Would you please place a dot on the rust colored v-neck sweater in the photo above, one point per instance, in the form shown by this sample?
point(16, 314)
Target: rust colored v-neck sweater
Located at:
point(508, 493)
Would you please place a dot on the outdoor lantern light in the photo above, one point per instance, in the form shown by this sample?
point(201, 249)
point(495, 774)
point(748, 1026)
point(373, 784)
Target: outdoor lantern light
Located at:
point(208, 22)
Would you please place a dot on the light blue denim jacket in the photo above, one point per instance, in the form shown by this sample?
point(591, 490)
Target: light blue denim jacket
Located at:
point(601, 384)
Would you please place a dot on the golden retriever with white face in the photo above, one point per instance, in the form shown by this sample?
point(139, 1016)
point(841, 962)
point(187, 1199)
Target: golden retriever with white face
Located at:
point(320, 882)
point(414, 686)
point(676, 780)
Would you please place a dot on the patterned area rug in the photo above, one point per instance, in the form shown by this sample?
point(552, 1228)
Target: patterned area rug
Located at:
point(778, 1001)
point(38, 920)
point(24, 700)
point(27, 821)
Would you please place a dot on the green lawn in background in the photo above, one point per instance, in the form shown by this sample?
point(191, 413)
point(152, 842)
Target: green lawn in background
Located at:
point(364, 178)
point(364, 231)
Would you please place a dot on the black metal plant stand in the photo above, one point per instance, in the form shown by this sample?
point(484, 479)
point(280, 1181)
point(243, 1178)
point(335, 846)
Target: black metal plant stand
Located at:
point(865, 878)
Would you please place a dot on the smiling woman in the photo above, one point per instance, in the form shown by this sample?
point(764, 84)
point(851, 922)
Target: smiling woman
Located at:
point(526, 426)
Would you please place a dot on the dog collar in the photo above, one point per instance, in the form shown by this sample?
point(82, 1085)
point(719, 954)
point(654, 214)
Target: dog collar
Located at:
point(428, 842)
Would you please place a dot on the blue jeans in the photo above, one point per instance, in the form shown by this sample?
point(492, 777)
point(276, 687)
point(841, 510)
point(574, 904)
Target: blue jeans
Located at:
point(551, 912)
• • • •
The exercise:
Can you rewrite every one of the records above with "place a dot on" changed to "mark" and nothing else altered?

Result of the task:
Would you please mark the rust colored v-neck sweater in the photo above, one point per instance, in the form shown by this sample?
point(16, 314)
Target: rust colored v-neck sweater
Located at:
point(508, 493)
Would you please mark the outdoor lantern light in the photo above, one point per instance, in the form shown by this sample?
point(201, 249)
point(495, 774)
point(748, 1026)
point(373, 784)
Target: outdoor lantern light
Located at:
point(208, 22)
Would you please mark the light blue denim jacket in the photo above, one point per instance, in the form shown by this sample?
point(591, 490)
Target: light blue denim jacket
Located at:
point(601, 384)
Would you please mark the golden retriever with white face in the photo above, one point per instance, in the form shown by this sample?
point(139, 1016)
point(841, 962)
point(187, 1199)
Target: golden retriever with white face
Located at:
point(320, 882)
point(414, 686)
point(676, 780)
Would you please mark the patterned area rug in the photo above, one point per instance, in the form shown by this sample?
point(552, 1228)
Target: patterned area rug
Located at:
point(778, 1001)
point(38, 920)
point(24, 700)
point(27, 821)
Would you please mark the green lawn in background in the photo above, one point per instance, in the form shown by this sample?
point(191, 413)
point(152, 842)
Target: green lawn in background
Located at:
point(364, 178)
point(364, 231)
Would you please mark the black metal plant stand in the photo above, one point per instance, in the form shown by this sample?
point(484, 479)
point(280, 1181)
point(243, 1178)
point(335, 846)
Target: black metal plant stand
Located at:
point(865, 878)
Would you please mark the smiling woman in the photo above, one point per instance, in the form shown by this sample?
point(764, 84)
point(851, 922)
Target: smiling woman
Located at:
point(526, 426)
Would you please mark the dog collar in the photo above, one point per instance, in the form shown by this sample?
point(82, 1085)
point(719, 954)
point(654, 214)
Target: dog collar
Located at:
point(428, 842)
Would you please mark the blue jeans in the photo above, one point per instance, in the form shown by this sample?
point(492, 777)
point(276, 687)
point(841, 510)
point(574, 904)
Target: blue jeans
Located at:
point(551, 912)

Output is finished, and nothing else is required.